Data to use section start

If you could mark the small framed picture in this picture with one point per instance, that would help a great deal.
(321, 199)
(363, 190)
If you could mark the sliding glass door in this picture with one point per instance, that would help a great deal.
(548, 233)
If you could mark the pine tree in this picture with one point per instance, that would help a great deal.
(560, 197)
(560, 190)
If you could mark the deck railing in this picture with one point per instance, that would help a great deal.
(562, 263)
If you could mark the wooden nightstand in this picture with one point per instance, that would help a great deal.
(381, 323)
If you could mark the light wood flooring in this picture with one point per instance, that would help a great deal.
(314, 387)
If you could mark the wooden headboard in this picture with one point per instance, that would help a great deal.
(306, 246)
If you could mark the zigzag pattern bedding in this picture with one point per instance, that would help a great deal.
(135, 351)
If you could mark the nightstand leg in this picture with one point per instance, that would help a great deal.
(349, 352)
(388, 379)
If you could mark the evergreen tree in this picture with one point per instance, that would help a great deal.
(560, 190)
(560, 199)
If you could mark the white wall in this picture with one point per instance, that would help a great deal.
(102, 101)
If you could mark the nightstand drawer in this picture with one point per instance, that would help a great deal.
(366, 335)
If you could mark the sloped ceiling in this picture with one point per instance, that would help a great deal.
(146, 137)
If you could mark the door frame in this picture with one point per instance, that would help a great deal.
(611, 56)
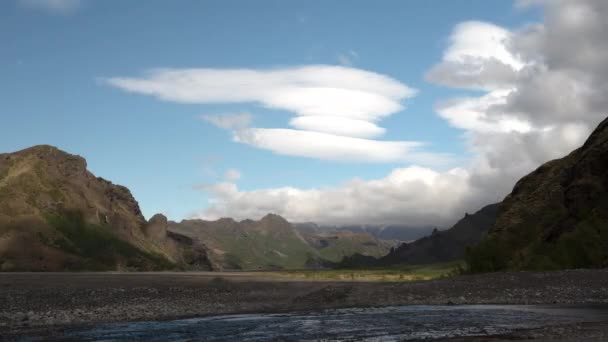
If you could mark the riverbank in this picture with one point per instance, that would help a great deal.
(32, 301)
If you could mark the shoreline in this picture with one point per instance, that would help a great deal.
(32, 302)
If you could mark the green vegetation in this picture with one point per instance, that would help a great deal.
(396, 273)
(586, 245)
(349, 245)
(98, 248)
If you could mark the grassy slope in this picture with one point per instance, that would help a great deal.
(97, 248)
(555, 218)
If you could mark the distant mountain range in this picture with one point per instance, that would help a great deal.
(556, 217)
(55, 215)
(447, 245)
(397, 233)
(274, 243)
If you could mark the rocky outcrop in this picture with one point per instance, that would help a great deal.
(56, 215)
(448, 245)
(555, 217)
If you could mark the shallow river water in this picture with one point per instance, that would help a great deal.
(361, 324)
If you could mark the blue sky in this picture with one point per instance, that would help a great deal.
(55, 63)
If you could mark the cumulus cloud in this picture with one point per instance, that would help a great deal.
(337, 109)
(545, 87)
(315, 145)
(232, 175)
(57, 6)
(348, 58)
(234, 121)
(420, 190)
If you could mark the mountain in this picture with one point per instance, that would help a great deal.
(395, 233)
(335, 244)
(447, 245)
(55, 215)
(274, 243)
(555, 217)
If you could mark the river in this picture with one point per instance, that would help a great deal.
(362, 324)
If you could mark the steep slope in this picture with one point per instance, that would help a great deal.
(335, 244)
(392, 233)
(270, 243)
(555, 217)
(448, 245)
(56, 215)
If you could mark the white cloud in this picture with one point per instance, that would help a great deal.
(545, 88)
(418, 190)
(348, 58)
(229, 121)
(337, 109)
(334, 147)
(232, 175)
(57, 6)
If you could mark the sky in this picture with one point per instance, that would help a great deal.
(336, 112)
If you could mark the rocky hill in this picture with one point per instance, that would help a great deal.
(447, 245)
(56, 215)
(274, 243)
(394, 233)
(555, 217)
(335, 244)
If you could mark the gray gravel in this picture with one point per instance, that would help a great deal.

Data to use section end

## Description of the task
Give an exact copy of the entries, excluding all pictures.

## Exercise solution
If you could mark the small framed picture in this picture with one point per instance, that would help a great deal.
(321, 199)
(363, 190)
If you could mark the sliding glass door in this picture with one point per instance, that would help a great deal.
(548, 233)
If you could mark the pine tree in this picture with one point per instance, that would help a great deal.
(560, 197)
(560, 190)
If you could mark the deck railing in this picture with one point per instance, that would help a great deal.
(562, 263)
If you could mark the wooden nightstand in this picture with one point per instance, that would help a great deal.
(381, 323)
If you could mark the light wood flooring in this picture with one point per instance, that would help a great deal.
(314, 387)
If you could mark the wooden headboard in this picture with one point per instance, that would help a great deal.
(306, 246)
If you could mark the zigzag pattern bedding in this picture with one point per instance, that would help a great deal.
(135, 351)
If you could mark the nightstand leg in this picture with one point per instance, that would help a great deal.
(349, 352)
(388, 379)
If you could mark the evergreen tree in this picture with one point per instance, that would help a great deal.
(560, 190)
(560, 199)
If you could mark the white wall in this picture with one point per instance, that would help a great deal.
(102, 101)
If you could mark the nightstand drawer in this picture with one point per instance, that would help a great deal.
(366, 335)
If you could mark the sloped ceiling in this picture with one point per instance, that would help a great deal.
(146, 137)
If you could mark the door frame in this picture with one point per instance, that would help a great deal.
(611, 56)
If you could mark the riverbank in this picture with one point per instance, that would help a great deal.
(32, 301)
If you could mark the shoreline in this picture with one point per instance, that would help a great deal.
(32, 302)
If you could mark the green vegetation in this picture with one point per instance, that would help a great deal.
(396, 273)
(586, 245)
(349, 245)
(98, 248)
If you could mark the grassy slope in this picture with one point per instance, that would help a great deal.
(97, 248)
(555, 218)
If you could mark the distant mountain range in this picture with one point per instance, that would help a great deal.
(556, 217)
(55, 215)
(447, 245)
(397, 233)
(274, 243)
If you could mark the rocky outcrop in this picture with one point per instance, that would help a great deal.
(56, 215)
(448, 245)
(555, 217)
If you could mark the shallow river water in this picture with one point per instance, that would help a great deal.
(361, 324)
If you could mark the blue sky in this picture with one point per instance, that would help a great deal.
(55, 63)
If you could mark the cumulus cloud in this picture with one point per instance, that would help a great deal.
(337, 109)
(545, 87)
(315, 145)
(232, 175)
(57, 6)
(348, 58)
(234, 121)
(420, 190)
If you could mark the mountain in this picture with one point per instance, that would help a great deal.
(395, 233)
(335, 244)
(447, 245)
(55, 215)
(274, 243)
(555, 217)
If you could mark the river in this picture with one point per instance, that would help a great deal.
(362, 324)
If you could mark the steep slope in this picture with one point per instance, that would help a great deal.
(335, 244)
(392, 233)
(270, 243)
(555, 217)
(448, 245)
(56, 215)
If you could mark the white cloud in this picture with one point per instance, that would help a great deal.
(545, 88)
(418, 190)
(348, 58)
(229, 121)
(337, 109)
(334, 147)
(232, 175)
(57, 6)
If you could mark the sky in this picture with one point per instance, that would help a great deal.
(336, 112)
If you could mark the rocky hill in this picture with one point per instance, that would help a great deal.
(447, 245)
(56, 215)
(274, 243)
(394, 233)
(555, 217)
(335, 244)
If you could mark the gray gravel in this picture with one point per instance, that would help a great deal.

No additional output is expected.